**Written task 1:** Decide whether each statement below agrees with the passage on multi-agent path planning, answering yes or no for each and quoting the words of the passage that settle it. (a) Existing artificial intelligence algorithms show low learning efficiency in a large and complex environment such as an industrial park. (b) Every application scenario of multi-agent path planning has the same degree of complexity. (c) Multiple agents readily achieve convergence at the same time in the same round of training and learning.

**Document section:**
For the multi-agent path planning problem, the above scholars have made effective progress in improving the efficiency of classical algorithms, heuristic algorithms, and artificial intelligence algorithms. There are many application scenarios of multi-agent path planning, and the application in different scenarios has different degrees of complexity. However, in the face of such a large and complex environment to the industrial park, the existing artificial intelligence algorithms have problems such as low learning efficiency, slow convergence speed, and incomplete path planning of agents, and it is difficult for multiple agents to achieve convergence at the same time in the same round of training and learning.

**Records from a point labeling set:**
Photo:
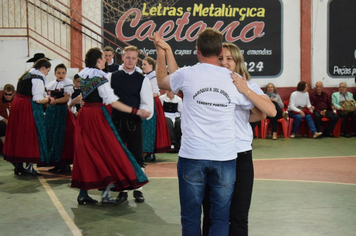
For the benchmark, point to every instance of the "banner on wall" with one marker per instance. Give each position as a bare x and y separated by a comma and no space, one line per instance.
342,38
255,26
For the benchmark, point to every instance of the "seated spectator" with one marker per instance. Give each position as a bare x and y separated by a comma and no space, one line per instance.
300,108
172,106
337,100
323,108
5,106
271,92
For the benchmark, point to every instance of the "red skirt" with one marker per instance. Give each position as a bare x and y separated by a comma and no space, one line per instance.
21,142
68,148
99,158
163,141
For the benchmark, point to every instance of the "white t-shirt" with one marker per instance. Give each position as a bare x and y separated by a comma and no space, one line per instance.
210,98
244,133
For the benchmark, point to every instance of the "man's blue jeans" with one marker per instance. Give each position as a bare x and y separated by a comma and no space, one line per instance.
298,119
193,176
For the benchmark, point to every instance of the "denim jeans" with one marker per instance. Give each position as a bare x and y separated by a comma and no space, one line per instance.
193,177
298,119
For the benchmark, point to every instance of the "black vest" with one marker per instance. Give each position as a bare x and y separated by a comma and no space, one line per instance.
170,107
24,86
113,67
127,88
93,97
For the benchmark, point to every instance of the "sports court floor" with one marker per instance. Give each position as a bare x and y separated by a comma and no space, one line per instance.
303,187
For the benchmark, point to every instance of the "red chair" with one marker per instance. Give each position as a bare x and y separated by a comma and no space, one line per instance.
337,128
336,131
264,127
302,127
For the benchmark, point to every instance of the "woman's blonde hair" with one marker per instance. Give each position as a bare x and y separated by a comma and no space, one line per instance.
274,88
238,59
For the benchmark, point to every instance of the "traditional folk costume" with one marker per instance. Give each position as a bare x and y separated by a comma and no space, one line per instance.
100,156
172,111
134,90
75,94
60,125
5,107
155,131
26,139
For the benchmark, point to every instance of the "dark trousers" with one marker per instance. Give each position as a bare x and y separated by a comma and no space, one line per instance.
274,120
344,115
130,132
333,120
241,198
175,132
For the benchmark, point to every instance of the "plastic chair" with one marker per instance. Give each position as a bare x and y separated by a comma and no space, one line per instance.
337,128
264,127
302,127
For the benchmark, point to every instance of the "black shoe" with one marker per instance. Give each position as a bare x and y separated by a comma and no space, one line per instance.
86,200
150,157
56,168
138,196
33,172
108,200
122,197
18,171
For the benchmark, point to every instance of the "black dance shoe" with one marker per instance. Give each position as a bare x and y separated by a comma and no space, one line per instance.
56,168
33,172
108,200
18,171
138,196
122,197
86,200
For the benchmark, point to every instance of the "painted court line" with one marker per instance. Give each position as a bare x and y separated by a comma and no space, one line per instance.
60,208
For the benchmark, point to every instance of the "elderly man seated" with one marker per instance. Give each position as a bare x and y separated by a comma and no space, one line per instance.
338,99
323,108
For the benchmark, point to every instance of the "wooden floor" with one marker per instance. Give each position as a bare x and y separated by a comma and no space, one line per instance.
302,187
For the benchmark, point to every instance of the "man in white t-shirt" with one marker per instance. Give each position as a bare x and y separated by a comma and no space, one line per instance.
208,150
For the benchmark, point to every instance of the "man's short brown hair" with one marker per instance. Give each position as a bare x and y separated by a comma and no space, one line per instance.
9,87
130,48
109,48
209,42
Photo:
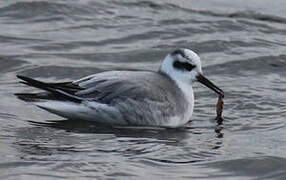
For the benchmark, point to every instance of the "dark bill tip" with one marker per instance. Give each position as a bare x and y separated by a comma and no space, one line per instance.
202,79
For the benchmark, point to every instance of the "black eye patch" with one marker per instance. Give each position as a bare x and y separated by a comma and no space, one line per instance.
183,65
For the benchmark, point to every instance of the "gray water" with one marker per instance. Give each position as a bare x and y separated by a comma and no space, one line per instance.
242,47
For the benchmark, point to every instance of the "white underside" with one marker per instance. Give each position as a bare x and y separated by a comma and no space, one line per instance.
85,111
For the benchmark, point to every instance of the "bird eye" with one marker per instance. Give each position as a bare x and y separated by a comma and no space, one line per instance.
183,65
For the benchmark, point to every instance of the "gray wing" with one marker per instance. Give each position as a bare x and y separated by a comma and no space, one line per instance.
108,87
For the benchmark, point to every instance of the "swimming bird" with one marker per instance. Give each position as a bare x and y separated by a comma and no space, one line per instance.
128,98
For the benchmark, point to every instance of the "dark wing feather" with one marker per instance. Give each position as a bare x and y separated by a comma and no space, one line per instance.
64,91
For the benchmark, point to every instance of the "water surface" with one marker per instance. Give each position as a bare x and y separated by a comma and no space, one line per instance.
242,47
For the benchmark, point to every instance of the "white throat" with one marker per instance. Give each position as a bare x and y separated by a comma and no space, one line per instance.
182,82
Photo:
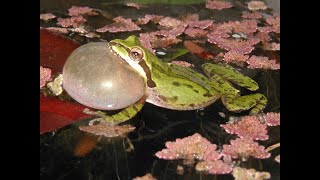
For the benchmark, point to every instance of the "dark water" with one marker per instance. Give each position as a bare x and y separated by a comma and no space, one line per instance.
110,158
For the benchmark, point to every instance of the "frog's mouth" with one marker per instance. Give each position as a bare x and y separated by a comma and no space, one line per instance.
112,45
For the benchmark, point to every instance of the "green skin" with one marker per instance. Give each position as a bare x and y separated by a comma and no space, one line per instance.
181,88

**Written task 2:** Pick out every line of the entries above that contains the word "chair", treating case as significant.

**Final answer 1:**
(a) Yes: "the existing artificial intelligence algorithms have problems such as low learning efficiency"
(b) No: "the application in different scenarios has different degrees of complexity"
(c) No: "it is difficult for multiple agents to achieve convergence at the same time in the same round of training and learning"

**Final answer 2:**
For the benchmark, point to every instance of the "red chair" with one marker per instance. Give each position as a bare x and y separated by a comma and no space, one line per instance.
For the benchmark, point to every instance of the "plastic chair" with one marker per instance. Give each position as a bare x and y separated by a comma and no space, one line per instance.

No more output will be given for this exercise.